→ Data provided
########

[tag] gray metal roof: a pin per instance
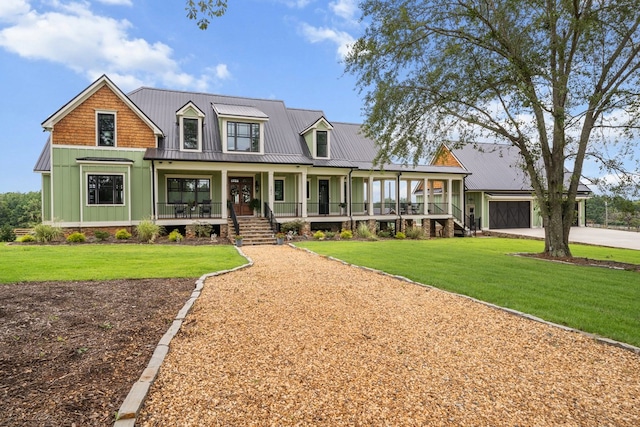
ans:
(496, 167)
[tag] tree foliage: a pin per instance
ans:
(20, 210)
(553, 78)
(203, 10)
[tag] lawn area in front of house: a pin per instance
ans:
(36, 263)
(596, 300)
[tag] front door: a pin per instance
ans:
(323, 197)
(240, 194)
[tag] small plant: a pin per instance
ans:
(76, 237)
(45, 233)
(27, 238)
(363, 231)
(175, 236)
(7, 234)
(147, 231)
(123, 234)
(346, 235)
(414, 233)
(101, 235)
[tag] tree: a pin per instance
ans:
(203, 10)
(542, 76)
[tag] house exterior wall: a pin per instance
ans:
(79, 126)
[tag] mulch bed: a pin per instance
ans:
(70, 352)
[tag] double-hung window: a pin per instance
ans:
(106, 129)
(105, 189)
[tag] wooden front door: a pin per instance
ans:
(240, 194)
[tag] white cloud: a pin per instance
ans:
(342, 39)
(92, 45)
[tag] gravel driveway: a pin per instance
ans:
(301, 340)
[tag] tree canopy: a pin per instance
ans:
(558, 79)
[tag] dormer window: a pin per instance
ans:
(106, 129)
(190, 122)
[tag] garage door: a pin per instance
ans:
(509, 215)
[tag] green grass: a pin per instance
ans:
(597, 300)
(36, 263)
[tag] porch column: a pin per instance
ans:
(224, 191)
(303, 192)
(370, 195)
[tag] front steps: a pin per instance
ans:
(254, 231)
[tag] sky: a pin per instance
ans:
(51, 50)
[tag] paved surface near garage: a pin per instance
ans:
(589, 235)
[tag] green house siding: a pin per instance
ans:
(69, 183)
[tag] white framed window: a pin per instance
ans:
(106, 128)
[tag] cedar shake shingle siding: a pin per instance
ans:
(79, 126)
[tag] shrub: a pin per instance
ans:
(47, 233)
(175, 236)
(76, 237)
(147, 231)
(363, 231)
(319, 235)
(101, 235)
(346, 234)
(123, 234)
(414, 233)
(27, 238)
(7, 234)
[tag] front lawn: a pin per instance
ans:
(592, 299)
(36, 263)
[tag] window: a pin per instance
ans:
(105, 190)
(243, 137)
(188, 190)
(278, 190)
(106, 129)
(190, 134)
(322, 144)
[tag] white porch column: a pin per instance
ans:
(224, 191)
(303, 191)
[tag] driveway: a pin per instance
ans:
(589, 235)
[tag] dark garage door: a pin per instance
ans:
(509, 215)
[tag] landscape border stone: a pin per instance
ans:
(132, 404)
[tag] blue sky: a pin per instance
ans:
(50, 50)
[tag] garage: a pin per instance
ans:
(509, 214)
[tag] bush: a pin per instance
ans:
(175, 236)
(414, 233)
(319, 235)
(27, 238)
(123, 234)
(346, 234)
(101, 235)
(363, 231)
(7, 234)
(76, 237)
(147, 231)
(47, 233)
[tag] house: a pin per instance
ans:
(498, 192)
(183, 158)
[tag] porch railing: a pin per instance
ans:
(189, 211)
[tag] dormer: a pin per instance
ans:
(190, 120)
(241, 128)
(318, 138)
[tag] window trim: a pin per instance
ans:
(225, 148)
(115, 128)
(102, 174)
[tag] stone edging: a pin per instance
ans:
(132, 404)
(598, 338)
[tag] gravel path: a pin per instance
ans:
(301, 340)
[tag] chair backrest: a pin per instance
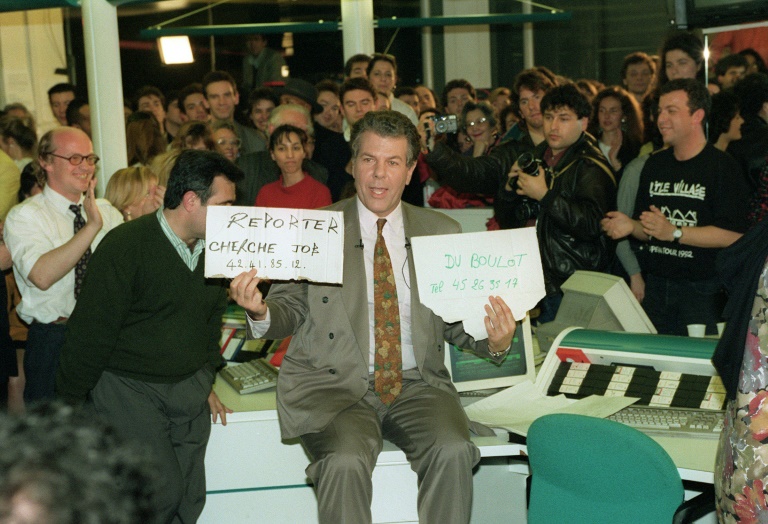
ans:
(586, 469)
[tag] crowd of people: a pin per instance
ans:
(649, 177)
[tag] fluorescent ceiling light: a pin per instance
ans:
(175, 50)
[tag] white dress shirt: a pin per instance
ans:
(36, 226)
(394, 236)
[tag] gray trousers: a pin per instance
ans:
(428, 424)
(173, 421)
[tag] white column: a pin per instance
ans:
(31, 50)
(528, 61)
(105, 89)
(357, 27)
(427, 63)
(468, 48)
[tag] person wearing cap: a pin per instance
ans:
(221, 93)
(300, 92)
(261, 64)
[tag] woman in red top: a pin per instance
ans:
(295, 188)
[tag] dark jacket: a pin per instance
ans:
(483, 175)
(750, 151)
(582, 190)
(260, 170)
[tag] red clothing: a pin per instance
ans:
(307, 194)
(755, 38)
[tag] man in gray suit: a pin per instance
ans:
(328, 393)
(222, 96)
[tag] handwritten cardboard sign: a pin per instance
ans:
(457, 274)
(282, 244)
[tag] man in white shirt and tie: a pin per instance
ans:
(366, 360)
(50, 237)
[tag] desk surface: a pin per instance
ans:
(695, 458)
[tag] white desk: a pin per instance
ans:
(253, 476)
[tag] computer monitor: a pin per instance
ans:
(471, 373)
(595, 301)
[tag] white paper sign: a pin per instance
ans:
(282, 244)
(457, 273)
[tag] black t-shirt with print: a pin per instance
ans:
(707, 190)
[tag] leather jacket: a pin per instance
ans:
(582, 190)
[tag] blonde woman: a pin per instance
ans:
(134, 192)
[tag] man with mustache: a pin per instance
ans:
(574, 187)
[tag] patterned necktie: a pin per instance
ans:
(388, 362)
(83, 262)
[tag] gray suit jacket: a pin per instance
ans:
(326, 368)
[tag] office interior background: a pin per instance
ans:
(589, 45)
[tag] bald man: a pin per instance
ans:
(50, 237)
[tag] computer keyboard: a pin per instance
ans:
(680, 422)
(251, 376)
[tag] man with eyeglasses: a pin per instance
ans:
(488, 174)
(221, 92)
(51, 237)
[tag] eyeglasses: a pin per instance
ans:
(477, 122)
(76, 159)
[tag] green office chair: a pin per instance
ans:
(588, 470)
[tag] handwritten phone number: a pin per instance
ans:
(473, 284)
(245, 265)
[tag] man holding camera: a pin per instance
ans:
(487, 174)
(572, 184)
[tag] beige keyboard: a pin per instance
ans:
(251, 376)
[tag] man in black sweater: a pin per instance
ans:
(142, 346)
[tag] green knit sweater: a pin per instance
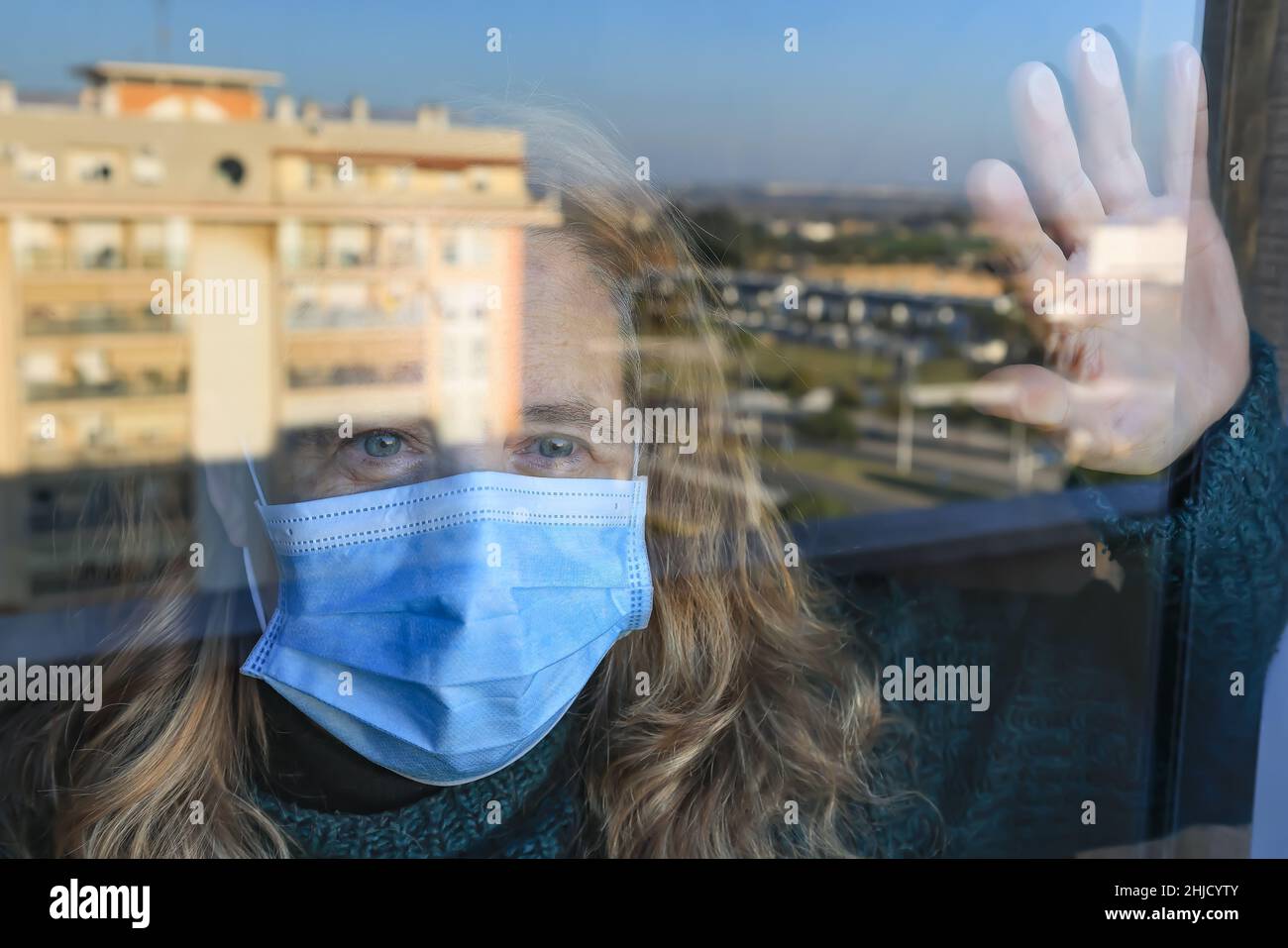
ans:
(1069, 721)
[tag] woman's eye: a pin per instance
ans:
(555, 447)
(382, 445)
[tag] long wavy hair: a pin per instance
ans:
(752, 738)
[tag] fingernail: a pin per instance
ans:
(1044, 406)
(1103, 62)
(1043, 90)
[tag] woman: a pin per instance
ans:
(739, 711)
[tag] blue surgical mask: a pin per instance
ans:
(443, 629)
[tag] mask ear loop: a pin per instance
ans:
(250, 569)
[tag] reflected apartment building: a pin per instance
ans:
(369, 250)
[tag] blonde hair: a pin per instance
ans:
(756, 707)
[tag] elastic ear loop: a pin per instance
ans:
(250, 570)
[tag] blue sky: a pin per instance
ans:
(704, 89)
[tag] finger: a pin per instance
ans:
(1185, 170)
(1063, 191)
(1106, 146)
(1086, 416)
(1030, 394)
(1005, 213)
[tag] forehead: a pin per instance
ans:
(571, 340)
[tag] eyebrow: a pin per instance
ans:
(575, 411)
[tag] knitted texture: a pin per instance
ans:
(1070, 719)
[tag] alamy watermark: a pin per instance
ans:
(912, 682)
(192, 296)
(82, 683)
(645, 427)
(1074, 298)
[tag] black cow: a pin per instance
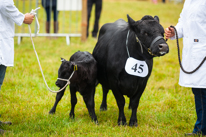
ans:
(83, 80)
(142, 40)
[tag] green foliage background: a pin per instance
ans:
(165, 109)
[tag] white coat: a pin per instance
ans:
(9, 15)
(192, 27)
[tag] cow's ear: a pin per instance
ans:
(157, 18)
(62, 59)
(131, 22)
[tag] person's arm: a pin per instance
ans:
(13, 13)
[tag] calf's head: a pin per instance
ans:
(150, 34)
(64, 72)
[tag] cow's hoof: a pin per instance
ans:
(133, 124)
(2, 131)
(51, 112)
(71, 116)
(5, 123)
(103, 108)
(96, 122)
(122, 123)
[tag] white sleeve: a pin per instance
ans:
(10, 10)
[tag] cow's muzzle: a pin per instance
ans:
(163, 48)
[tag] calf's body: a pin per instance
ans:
(83, 80)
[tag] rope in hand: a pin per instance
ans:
(33, 12)
(178, 49)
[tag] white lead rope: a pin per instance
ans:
(33, 12)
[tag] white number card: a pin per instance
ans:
(136, 67)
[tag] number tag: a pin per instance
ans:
(136, 67)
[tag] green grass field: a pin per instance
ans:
(165, 110)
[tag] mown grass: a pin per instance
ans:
(165, 109)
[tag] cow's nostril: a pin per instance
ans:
(57, 84)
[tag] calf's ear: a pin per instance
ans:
(131, 22)
(157, 18)
(62, 60)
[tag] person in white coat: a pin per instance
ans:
(191, 27)
(9, 15)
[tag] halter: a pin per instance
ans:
(148, 49)
(68, 80)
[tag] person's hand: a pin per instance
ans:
(169, 32)
(28, 18)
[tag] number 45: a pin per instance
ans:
(138, 69)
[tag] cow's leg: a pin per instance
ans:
(134, 103)
(121, 103)
(58, 98)
(103, 106)
(89, 101)
(73, 91)
(129, 107)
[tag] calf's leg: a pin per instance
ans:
(103, 106)
(58, 98)
(134, 103)
(121, 103)
(89, 101)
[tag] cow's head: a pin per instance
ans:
(64, 72)
(150, 34)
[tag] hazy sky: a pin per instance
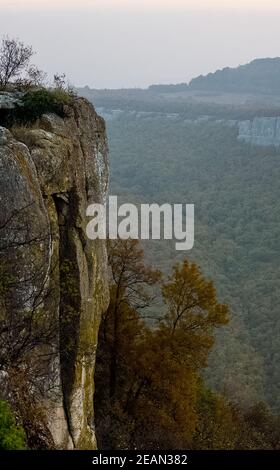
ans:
(129, 43)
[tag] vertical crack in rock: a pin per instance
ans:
(59, 167)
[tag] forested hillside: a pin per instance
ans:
(236, 192)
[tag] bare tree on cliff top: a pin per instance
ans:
(14, 59)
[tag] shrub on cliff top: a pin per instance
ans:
(12, 437)
(34, 104)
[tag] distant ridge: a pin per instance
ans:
(259, 76)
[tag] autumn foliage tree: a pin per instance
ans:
(152, 373)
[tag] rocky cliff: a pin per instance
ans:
(50, 172)
(262, 131)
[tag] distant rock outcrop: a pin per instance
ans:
(263, 131)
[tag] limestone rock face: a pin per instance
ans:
(49, 174)
(263, 131)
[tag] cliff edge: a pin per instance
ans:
(50, 171)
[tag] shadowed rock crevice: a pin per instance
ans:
(58, 167)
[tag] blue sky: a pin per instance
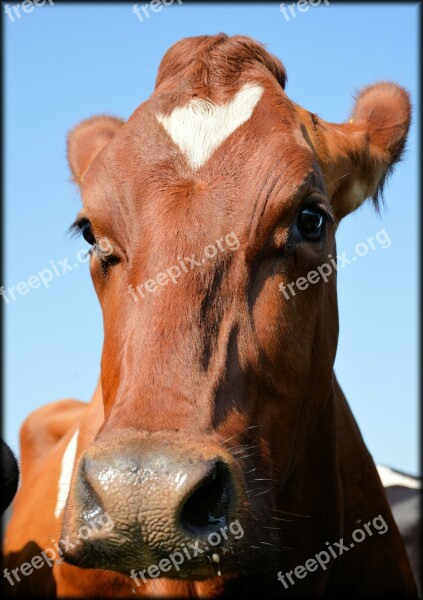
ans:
(68, 62)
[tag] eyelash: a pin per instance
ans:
(106, 260)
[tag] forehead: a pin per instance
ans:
(220, 153)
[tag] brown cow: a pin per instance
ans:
(218, 415)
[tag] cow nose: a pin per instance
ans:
(159, 498)
(206, 507)
(195, 497)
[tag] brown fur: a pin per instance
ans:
(222, 355)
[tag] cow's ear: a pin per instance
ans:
(356, 156)
(86, 140)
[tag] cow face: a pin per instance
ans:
(201, 209)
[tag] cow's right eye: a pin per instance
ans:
(310, 223)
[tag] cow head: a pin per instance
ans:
(201, 209)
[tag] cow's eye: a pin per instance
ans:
(87, 233)
(310, 223)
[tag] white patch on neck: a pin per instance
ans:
(390, 478)
(201, 126)
(68, 461)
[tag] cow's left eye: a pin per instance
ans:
(87, 233)
(310, 223)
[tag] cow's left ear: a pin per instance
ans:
(355, 157)
(87, 139)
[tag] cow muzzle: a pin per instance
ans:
(146, 496)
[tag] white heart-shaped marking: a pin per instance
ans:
(201, 126)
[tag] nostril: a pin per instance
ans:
(208, 505)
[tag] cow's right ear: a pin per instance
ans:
(86, 140)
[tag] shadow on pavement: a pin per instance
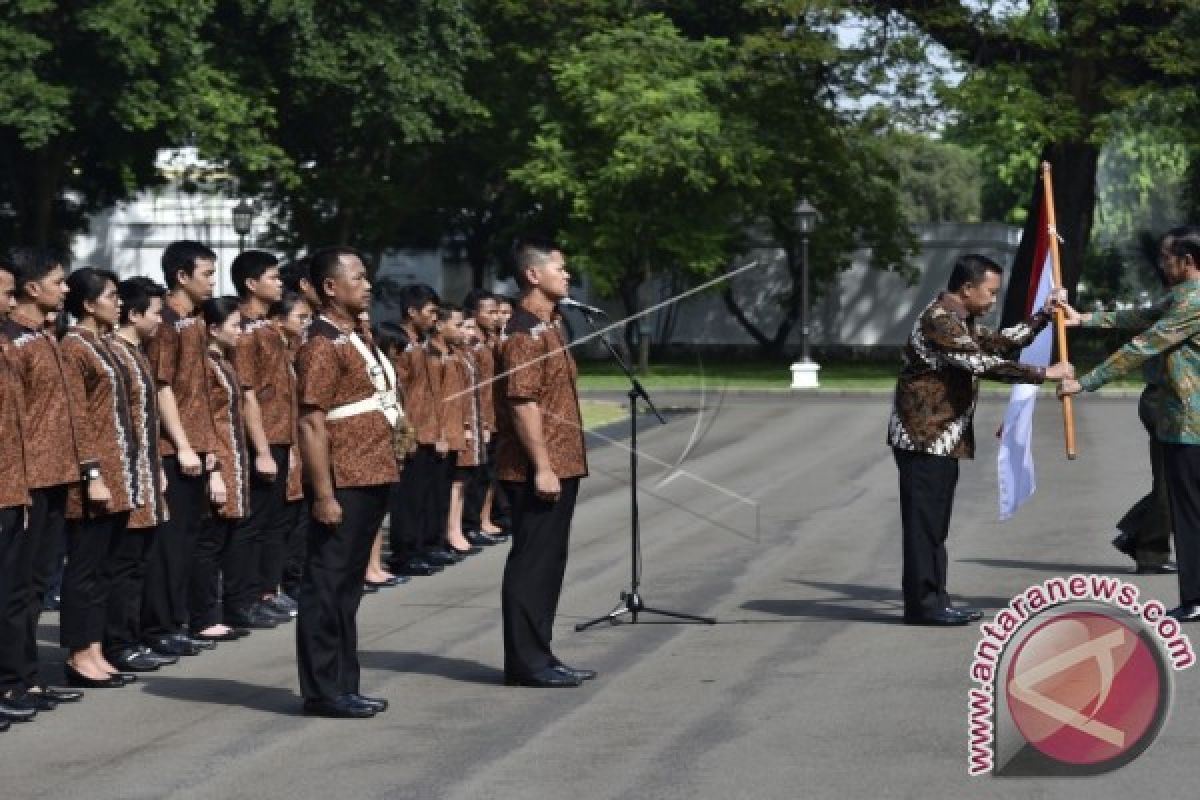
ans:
(220, 691)
(424, 663)
(1053, 567)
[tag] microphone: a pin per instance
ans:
(569, 302)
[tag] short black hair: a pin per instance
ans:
(417, 295)
(531, 252)
(971, 269)
(30, 265)
(217, 310)
(287, 301)
(293, 272)
(474, 298)
(250, 265)
(181, 257)
(323, 265)
(85, 284)
(136, 295)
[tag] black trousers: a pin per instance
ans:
(13, 597)
(169, 564)
(1182, 463)
(1149, 522)
(298, 545)
(127, 567)
(327, 630)
(276, 522)
(87, 581)
(927, 499)
(533, 575)
(214, 546)
(47, 524)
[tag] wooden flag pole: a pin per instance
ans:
(1060, 324)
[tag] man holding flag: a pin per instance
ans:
(931, 425)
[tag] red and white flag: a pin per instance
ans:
(1015, 476)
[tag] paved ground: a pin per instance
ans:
(808, 687)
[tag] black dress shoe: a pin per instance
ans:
(443, 557)
(1185, 613)
(937, 618)
(342, 708)
(576, 672)
(1156, 569)
(251, 619)
(132, 660)
(172, 645)
(59, 696)
(78, 680)
(156, 657)
(549, 678)
(376, 704)
(13, 713)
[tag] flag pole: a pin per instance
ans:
(1060, 323)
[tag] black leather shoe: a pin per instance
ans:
(171, 645)
(442, 557)
(549, 678)
(1156, 569)
(59, 696)
(78, 680)
(1185, 613)
(937, 618)
(156, 657)
(342, 708)
(376, 704)
(132, 660)
(13, 713)
(252, 619)
(480, 539)
(576, 672)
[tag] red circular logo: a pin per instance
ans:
(1084, 687)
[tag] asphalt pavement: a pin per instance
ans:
(775, 513)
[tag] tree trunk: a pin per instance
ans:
(1073, 169)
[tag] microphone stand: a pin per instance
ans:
(631, 601)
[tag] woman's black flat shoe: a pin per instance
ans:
(76, 679)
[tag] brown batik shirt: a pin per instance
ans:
(49, 439)
(103, 426)
(13, 485)
(331, 373)
(226, 401)
(178, 356)
(150, 505)
(948, 352)
(538, 367)
(264, 364)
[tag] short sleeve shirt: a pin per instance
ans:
(49, 438)
(178, 356)
(330, 373)
(537, 366)
(264, 364)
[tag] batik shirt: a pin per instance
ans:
(1171, 331)
(103, 426)
(948, 352)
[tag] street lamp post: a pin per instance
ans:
(243, 220)
(804, 372)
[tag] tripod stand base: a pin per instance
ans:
(631, 603)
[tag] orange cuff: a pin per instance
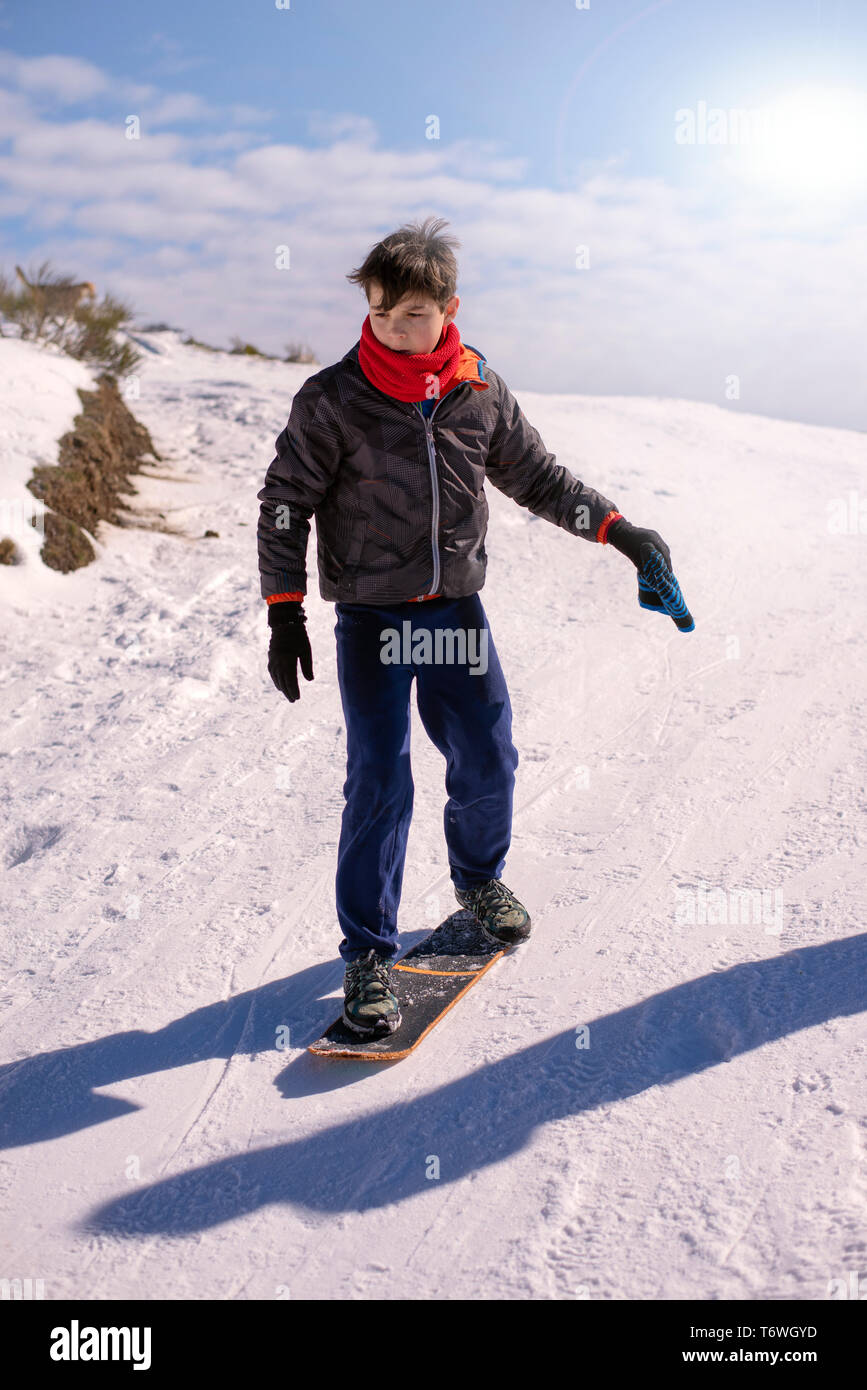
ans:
(605, 524)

########

→ Job
The line that contains "[tag] short black hair: a pin per instance" opens the part to copy, and the last line of the records closes it; set down those lines exactly, pictures excluded.

→ Output of the task
[tag] short black hair: a pin per instance
ans:
(417, 295)
(531, 252)
(971, 269)
(30, 265)
(217, 310)
(287, 301)
(293, 272)
(474, 298)
(250, 265)
(181, 257)
(323, 265)
(85, 284)
(136, 295)
[tag] black trousers: a pin per instance
ans:
(13, 597)
(169, 564)
(1182, 463)
(1149, 522)
(298, 545)
(127, 567)
(327, 630)
(276, 522)
(87, 581)
(927, 499)
(533, 575)
(214, 546)
(47, 524)
[tag] wooden flag pole: a pin per instance
ans:
(1060, 324)
[tag] man holding flag: a pin per instance
ans:
(931, 425)
[tag] red and white flag: a pin per instance
ans:
(1015, 476)
[tag] paved ground: a pin per instance
ans:
(808, 687)
[tag] black dress shoe: a pin per instance
ans:
(443, 557)
(1185, 613)
(937, 618)
(342, 708)
(576, 672)
(1156, 569)
(251, 619)
(132, 660)
(172, 645)
(59, 696)
(78, 680)
(156, 657)
(549, 678)
(376, 704)
(13, 713)
[tag] flag pole: a pin per instance
ans:
(1060, 323)
[tag] black leather shoe: a pin per instance
ans:
(171, 645)
(442, 557)
(549, 678)
(1156, 569)
(59, 696)
(78, 680)
(1185, 613)
(937, 618)
(156, 657)
(342, 708)
(376, 704)
(132, 660)
(13, 713)
(252, 619)
(480, 539)
(576, 672)
[tag] red circular logo: a pin per instance
ans:
(1084, 687)
[tag] asphalt pavement: a pin per instance
ans:
(775, 513)
[tag] tree trunk: a pin per instance
ans:
(1073, 169)
[tag] microphone stand: a pin per instance
ans:
(631, 601)
[tag] woman's black flat shoe: a pin per instance
ans:
(76, 679)
[tag] brown batik shirt: a pin per instance
ans:
(49, 439)
(103, 426)
(13, 485)
(331, 373)
(226, 401)
(178, 356)
(150, 505)
(948, 352)
(538, 367)
(264, 364)
[tag] short sleeve shirt: a pin per instance
ans:
(49, 438)
(178, 356)
(330, 373)
(537, 366)
(264, 364)
[tag] batik shirt: a pin per instance
ans:
(1171, 331)
(103, 426)
(948, 352)
[tag] street lamp post: a pin per instance
ans:
(243, 220)
(804, 372)
[tag] tripod stand base: a pin per instance
ans:
(631, 603)
[tag] orange cuff: a pin per instance
ans:
(605, 524)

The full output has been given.